> _Tugas a_: Sebutkan banyaknya baris dalam entri di bawah yang memuat kata "roof". Tuliskan angkanya saja.

> _Kutipan yang Diberikan_:
Tidak pula dalam buku ini penulis bermaksud membahas sejarah sesuai metodologi ilmiah sebagai disiplin dalam keilmuan sejarah. Namun penulis berupaya menyatakan kenyataan yang tersembunyi sesuai dengan fenomena spiritual yang muncul berkaitan dengan kejadian-kejadian atau situasi kondisi berkenaan di dalam sejarah dan masa kini. Sehingga kita semua mampu meraba situasi dan kondisi di masa yang akan datang guna tetap mawas diri, eling dan waspada. Benar tidaknya semua kita kembalikan kepada Allah Azza wa Jalla yang memiliki kerajaan bumi dan langit, yang Maha Menguasai dan Maha Mengetahui.
Tulisan di dalam buku ini merupakan hasil peng-alaman penulis melakukan perjalanan spiritual yang dilakukan sejak bulan Ramadhan (Oktober) tahun 2004.

> _Entri yang Diberikan_:
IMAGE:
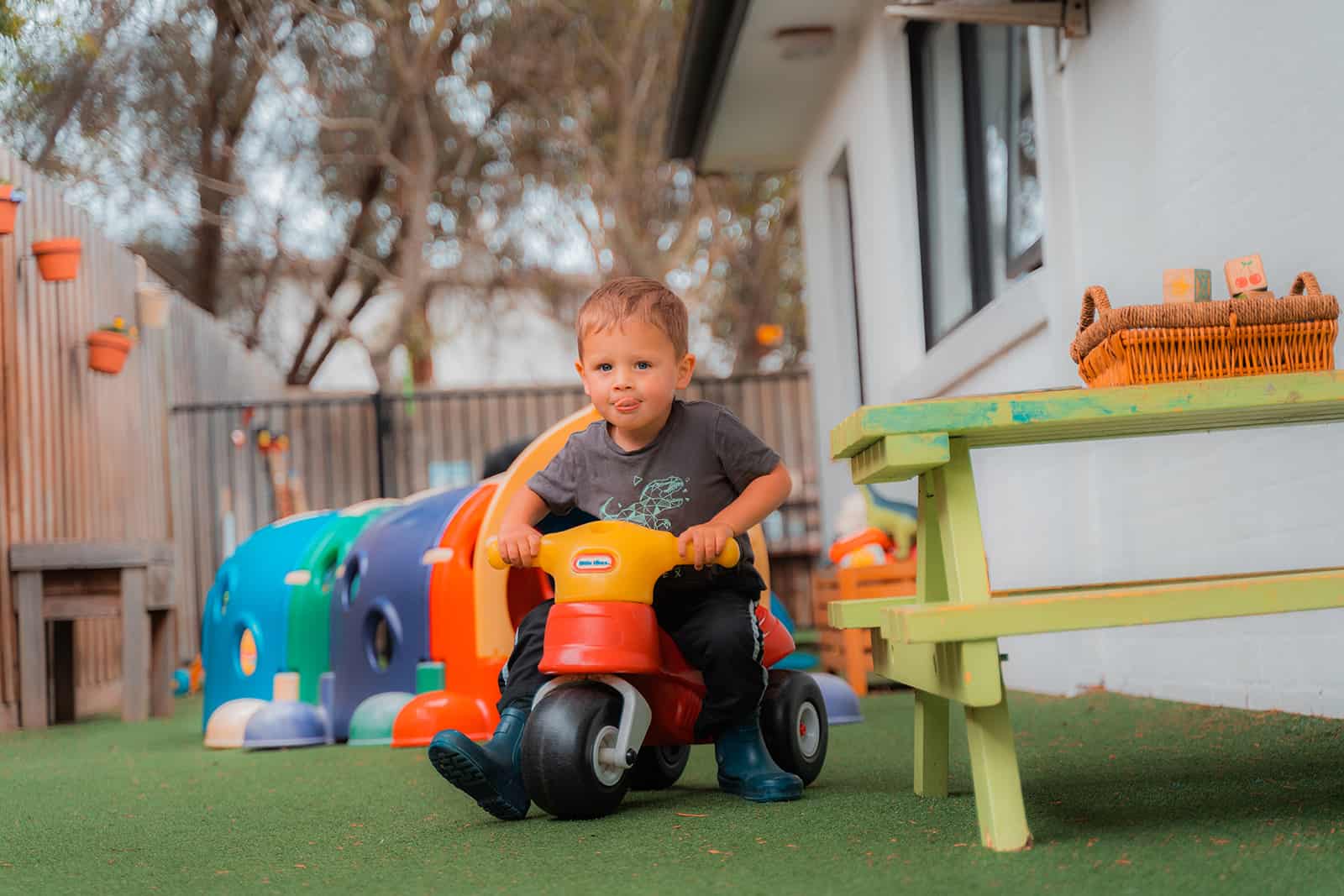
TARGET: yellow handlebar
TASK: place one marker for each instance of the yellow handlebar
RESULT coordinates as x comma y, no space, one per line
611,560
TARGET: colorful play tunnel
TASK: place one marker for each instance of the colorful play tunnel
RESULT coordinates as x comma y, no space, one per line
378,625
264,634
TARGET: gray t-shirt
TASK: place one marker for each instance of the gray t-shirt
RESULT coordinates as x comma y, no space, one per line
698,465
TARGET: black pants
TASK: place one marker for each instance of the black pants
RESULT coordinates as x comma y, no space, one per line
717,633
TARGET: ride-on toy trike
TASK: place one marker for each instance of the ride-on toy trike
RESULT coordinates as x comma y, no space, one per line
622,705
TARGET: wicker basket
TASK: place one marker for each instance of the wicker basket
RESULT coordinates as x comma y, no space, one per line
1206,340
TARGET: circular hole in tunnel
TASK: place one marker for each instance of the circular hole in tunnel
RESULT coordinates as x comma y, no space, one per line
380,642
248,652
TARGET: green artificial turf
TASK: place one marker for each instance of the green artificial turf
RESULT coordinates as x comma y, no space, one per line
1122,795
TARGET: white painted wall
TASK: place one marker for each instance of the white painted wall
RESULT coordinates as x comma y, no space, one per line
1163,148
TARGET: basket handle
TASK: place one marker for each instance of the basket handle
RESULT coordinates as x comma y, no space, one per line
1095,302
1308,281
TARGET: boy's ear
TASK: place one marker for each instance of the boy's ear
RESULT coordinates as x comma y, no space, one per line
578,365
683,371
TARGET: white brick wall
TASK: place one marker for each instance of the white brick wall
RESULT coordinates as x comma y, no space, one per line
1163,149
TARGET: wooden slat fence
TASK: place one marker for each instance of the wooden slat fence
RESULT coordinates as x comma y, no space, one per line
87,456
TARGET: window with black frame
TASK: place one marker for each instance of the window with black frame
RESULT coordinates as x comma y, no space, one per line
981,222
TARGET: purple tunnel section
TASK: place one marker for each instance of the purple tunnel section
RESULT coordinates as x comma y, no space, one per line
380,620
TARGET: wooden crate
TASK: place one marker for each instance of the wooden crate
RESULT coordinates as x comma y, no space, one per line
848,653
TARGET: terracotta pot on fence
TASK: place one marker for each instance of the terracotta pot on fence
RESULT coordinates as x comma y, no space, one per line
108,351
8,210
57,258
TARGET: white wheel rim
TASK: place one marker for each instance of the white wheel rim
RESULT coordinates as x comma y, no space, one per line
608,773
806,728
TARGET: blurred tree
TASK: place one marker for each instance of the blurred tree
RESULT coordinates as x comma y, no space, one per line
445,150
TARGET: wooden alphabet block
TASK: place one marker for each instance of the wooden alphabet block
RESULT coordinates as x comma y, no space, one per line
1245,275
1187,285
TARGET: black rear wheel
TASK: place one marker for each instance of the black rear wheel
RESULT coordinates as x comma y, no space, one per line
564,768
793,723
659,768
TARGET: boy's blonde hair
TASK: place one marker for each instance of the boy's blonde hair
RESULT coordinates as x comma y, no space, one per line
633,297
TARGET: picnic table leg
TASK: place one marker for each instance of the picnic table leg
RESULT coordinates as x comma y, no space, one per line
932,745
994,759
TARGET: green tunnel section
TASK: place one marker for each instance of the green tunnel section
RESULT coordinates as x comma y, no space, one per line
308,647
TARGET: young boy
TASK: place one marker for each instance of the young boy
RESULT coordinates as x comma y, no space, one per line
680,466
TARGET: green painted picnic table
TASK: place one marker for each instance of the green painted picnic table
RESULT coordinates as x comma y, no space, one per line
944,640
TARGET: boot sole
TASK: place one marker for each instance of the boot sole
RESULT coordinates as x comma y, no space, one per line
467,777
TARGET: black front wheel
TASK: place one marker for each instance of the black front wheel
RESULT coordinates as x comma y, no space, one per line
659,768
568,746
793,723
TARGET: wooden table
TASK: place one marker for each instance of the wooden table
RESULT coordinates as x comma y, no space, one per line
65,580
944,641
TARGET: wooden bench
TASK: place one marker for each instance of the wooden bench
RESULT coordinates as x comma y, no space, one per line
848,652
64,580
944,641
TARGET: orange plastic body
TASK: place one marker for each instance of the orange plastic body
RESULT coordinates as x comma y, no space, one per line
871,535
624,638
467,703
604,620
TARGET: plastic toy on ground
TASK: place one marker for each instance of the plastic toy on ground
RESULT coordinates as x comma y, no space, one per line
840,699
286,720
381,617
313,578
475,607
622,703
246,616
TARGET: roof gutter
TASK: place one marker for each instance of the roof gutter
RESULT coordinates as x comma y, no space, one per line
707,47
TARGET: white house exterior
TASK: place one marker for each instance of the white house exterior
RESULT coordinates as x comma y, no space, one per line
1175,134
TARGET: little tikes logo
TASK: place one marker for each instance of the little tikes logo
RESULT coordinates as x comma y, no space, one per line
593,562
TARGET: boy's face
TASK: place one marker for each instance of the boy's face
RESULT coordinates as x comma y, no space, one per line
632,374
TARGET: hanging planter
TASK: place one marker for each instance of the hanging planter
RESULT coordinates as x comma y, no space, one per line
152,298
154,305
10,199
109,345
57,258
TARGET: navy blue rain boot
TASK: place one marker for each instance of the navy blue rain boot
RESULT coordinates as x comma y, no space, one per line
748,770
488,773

> _Tugas b_:
Jawablah pertanyaan berikut berdasarkan kutipan di atas.
(i) Sejak kapan penulis melakukan perjalanan spiritualnya?
(ii) Kepada siapa benar tidaknya semua dikembalikan?
(iii) Apa yang tidak dimaksudkan penulis untuk dibahas dalam buku ini?

> _Jawaban a_: 2

> _Jawaban b_:
(i) Sejak bulan Ramadhan (Oktober) tahun 2004.
(ii) Kepada Allah Azza wa Jalla yang memiliki kerajaan bumi dan langit.
(iii) Sejarah sesuai metodologi ilmiah sebagai disiplin dalam keilmuan sejarah.